*QUANTO RICHIESTO*: Prosegua il brano sul miracolo eucaristico di Boxtel, riprendendo subito dopo l'ultima frase riportata.

*** BRANO FORNITO ***

Voi siete stati comprati a caro prezzo, insegna san Paolo.
Nell'Eucaristia Cristo è la memoria viva di questo acquisto unico e irrevocabile, firmato nel sangue. Il miracolo di Boxtel insegna l’evidenza della Verità, l’evidenza del Mistero.

Nel primo dei miracoli di Gesù, secondo il dettato giovanneo, quello cioè del cambiamento dell’acqua in vino a Cana, è in qualche modo adombrato il miracolo della transustanziazione del vino nel sangue di Gesù.
Se del primo miracolo non possiamo avere riprova se non per la fede nella testimonianza della Scrittura e nella trasmissione apostolica, del miracolo eucaristico che quotidianamente si rinnova su migliaia di altari sparsi nel mondo ne abbiamo invece una prova certa.


Attorno all’anno 1379 nella città di Boxtel in Olanda un sacerdote di nome Eligius Van der Aecker si apprestava a celebrare la santa Messa nella Chiesa di san Pietro (saint-Petrukerk). Nel Medioevo si era soliti celebrare con vino rosso, ma per motivi a noi ignoti quel giorno don Eligio usò per la celebrazione del vino bianco.

*** INSIEME DI DATI ***

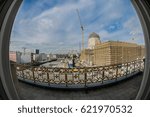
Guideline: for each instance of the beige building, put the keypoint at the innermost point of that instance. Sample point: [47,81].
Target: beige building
[112,52]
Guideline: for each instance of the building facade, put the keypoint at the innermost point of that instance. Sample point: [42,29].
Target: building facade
[111,52]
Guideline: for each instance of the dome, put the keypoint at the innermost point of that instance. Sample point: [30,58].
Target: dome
[94,39]
[94,35]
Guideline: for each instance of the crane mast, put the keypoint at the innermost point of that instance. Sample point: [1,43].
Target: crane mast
[82,29]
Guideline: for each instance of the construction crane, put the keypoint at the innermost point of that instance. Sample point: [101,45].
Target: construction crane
[82,29]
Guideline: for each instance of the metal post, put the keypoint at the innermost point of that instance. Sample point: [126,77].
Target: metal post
[48,77]
[85,78]
[66,80]
[33,74]
[117,72]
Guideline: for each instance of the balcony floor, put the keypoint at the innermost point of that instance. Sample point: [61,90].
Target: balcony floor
[123,90]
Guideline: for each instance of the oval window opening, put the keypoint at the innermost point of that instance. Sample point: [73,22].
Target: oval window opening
[93,46]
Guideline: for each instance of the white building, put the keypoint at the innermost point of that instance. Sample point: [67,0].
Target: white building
[94,39]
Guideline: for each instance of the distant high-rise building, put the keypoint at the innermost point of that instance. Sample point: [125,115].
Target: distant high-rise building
[111,52]
[94,39]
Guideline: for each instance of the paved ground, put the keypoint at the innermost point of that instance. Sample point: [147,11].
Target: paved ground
[123,90]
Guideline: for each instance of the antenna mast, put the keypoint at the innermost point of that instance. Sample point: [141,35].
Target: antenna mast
[82,29]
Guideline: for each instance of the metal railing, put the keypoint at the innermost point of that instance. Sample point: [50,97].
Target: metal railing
[77,77]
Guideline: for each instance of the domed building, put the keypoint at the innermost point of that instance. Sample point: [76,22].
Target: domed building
[109,53]
[93,40]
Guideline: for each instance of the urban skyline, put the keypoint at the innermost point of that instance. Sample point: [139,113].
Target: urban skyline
[54,25]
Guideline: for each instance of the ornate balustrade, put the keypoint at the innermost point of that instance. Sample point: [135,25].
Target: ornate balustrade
[77,77]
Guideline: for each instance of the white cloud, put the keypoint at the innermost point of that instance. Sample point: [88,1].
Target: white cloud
[58,27]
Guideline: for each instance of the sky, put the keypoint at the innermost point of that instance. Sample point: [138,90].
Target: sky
[53,25]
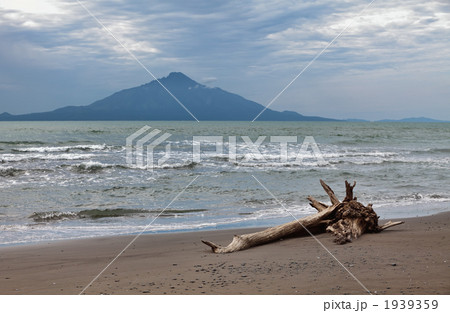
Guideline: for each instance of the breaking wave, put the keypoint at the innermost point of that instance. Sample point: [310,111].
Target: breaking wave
[96,214]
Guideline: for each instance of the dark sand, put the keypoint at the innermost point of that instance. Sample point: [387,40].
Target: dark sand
[413,258]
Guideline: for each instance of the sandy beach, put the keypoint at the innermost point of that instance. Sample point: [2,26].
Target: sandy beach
[413,258]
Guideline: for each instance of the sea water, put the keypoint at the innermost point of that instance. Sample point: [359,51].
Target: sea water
[62,180]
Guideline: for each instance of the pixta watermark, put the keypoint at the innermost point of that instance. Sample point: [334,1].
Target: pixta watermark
[239,150]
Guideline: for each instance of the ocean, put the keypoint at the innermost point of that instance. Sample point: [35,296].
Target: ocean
[63,180]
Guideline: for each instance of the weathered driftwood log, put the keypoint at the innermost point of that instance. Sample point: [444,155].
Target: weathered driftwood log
[347,220]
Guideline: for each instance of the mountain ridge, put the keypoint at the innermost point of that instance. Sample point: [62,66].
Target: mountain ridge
[151,101]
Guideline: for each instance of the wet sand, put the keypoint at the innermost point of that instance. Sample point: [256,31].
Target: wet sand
[413,258]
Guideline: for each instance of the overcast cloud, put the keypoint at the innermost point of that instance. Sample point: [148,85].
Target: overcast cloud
[392,62]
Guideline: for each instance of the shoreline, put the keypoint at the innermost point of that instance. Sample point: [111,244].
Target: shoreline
[408,259]
[225,227]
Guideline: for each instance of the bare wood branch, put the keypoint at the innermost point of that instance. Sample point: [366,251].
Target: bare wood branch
[330,193]
[319,206]
[242,242]
[347,220]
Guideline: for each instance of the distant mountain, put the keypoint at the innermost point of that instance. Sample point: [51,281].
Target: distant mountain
[152,102]
[416,120]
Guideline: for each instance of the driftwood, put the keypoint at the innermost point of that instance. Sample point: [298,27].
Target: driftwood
[347,220]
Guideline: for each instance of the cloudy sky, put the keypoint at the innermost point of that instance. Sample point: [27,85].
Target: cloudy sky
[393,60]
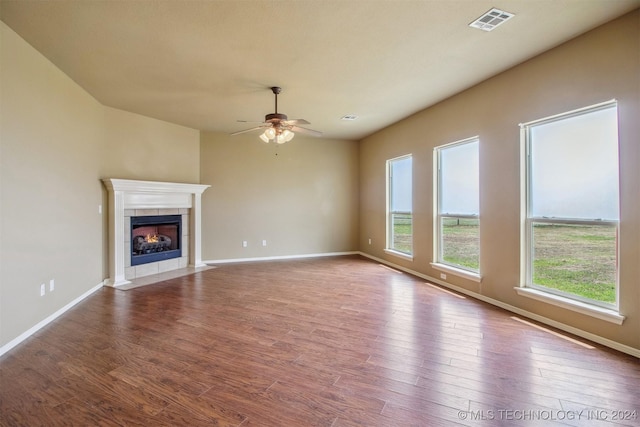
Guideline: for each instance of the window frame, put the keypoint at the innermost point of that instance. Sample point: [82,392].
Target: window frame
[529,220]
[389,248]
[438,244]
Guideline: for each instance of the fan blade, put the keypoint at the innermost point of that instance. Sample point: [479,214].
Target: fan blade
[297,122]
[248,130]
[306,131]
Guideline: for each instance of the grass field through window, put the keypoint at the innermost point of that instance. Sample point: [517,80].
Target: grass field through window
[574,259]
[577,259]
[402,238]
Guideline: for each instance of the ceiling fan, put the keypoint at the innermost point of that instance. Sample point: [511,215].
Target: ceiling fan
[277,127]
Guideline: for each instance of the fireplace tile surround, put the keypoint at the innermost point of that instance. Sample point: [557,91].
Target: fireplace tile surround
[129,198]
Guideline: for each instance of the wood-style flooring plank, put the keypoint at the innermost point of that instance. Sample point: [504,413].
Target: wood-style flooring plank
[336,341]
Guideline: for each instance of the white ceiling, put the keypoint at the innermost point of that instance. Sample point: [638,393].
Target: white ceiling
[207,64]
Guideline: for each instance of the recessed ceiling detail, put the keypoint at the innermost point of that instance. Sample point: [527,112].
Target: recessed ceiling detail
[491,19]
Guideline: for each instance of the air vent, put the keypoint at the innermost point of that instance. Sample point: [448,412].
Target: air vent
[491,19]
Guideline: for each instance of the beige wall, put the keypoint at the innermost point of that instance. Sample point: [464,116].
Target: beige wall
[598,66]
[56,142]
[301,197]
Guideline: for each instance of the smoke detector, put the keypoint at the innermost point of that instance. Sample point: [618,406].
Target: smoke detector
[491,19]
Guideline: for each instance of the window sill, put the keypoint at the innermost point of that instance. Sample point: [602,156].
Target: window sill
[580,307]
[457,272]
[399,254]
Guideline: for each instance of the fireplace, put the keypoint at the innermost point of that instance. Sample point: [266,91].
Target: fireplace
[178,244]
[155,238]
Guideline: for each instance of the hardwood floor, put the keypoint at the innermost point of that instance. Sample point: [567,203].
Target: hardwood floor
[338,341]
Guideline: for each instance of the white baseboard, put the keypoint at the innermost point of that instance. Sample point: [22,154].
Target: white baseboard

***

*RISPOSTA ALL'ESERCIZIO*:
Si trovava all’altare dei Santi Magi e dopo l’elevazione urtò involontariamente contro il calice che si rovesciò spargendo il contenuto sull’altare. Benché egli avesse usato del vino bianco, corporale e tovaglia si macchiarono subito di sangue di vivo color rosso. Don Eligius turbatissimo proseguì la celebrazione senza dire niente a nessuno, ma al termine della Messa raccolse i sacri lini e corse in sacrestia per lavarli di nascosto.


Vedendo che le macchie di sangue rimanevano immutate mise i lini in una valigia per lavarli più tardi, comodamente, nell’acqua corrente di un canale derivato dal fiume Dommel. Tuttavia anche questo espediente non diede frutto: le macchie di sangue rimanevano intatte sia sul corporale che sulla tovaglia d’altare. Quasi spaventato il sacerdote nascose le preziose reliquie in casa sua senza rivelare ad alcuno l’accaduto.

Poco tempo dopo però don Eligius si ammalò gravemente e capendo di essere ormai prossimo alla fine decise di rivelare al confessore, don Enrico Meheim, tutto l’accaduto. Dopo la morte di Van Aecken i sacri lini tornarono alla chiesa di san Pietro e nel 1380 - grazie all’intervento del cardinal Pileus, legato pontificio di papa Urbano VI - si ottenne il permesso del culto pubblico delle sacre reliquie.


Secoli dopo, nel 1652, diffondendosi in Olanda il calvinismo, le reliquie furono portate a Hoogstraten, in Belgio presso la Collegiata di santa Caterina. Qui ancora si può ammirare la preziosa tovaglia, mentre il sacro corporale fu restituito a Boxtel nell’anno 1924.

Voi siete stati comprati a caro prezzo, insegna san Paolo. Nell’Eucaristia Cristo è la memoria viva di questo acquisto unico e irrevocabile, firmato nel sangue. Il miracolo di Boxtel insegna l’evidenza della Verità, l’evidenza del Mistero.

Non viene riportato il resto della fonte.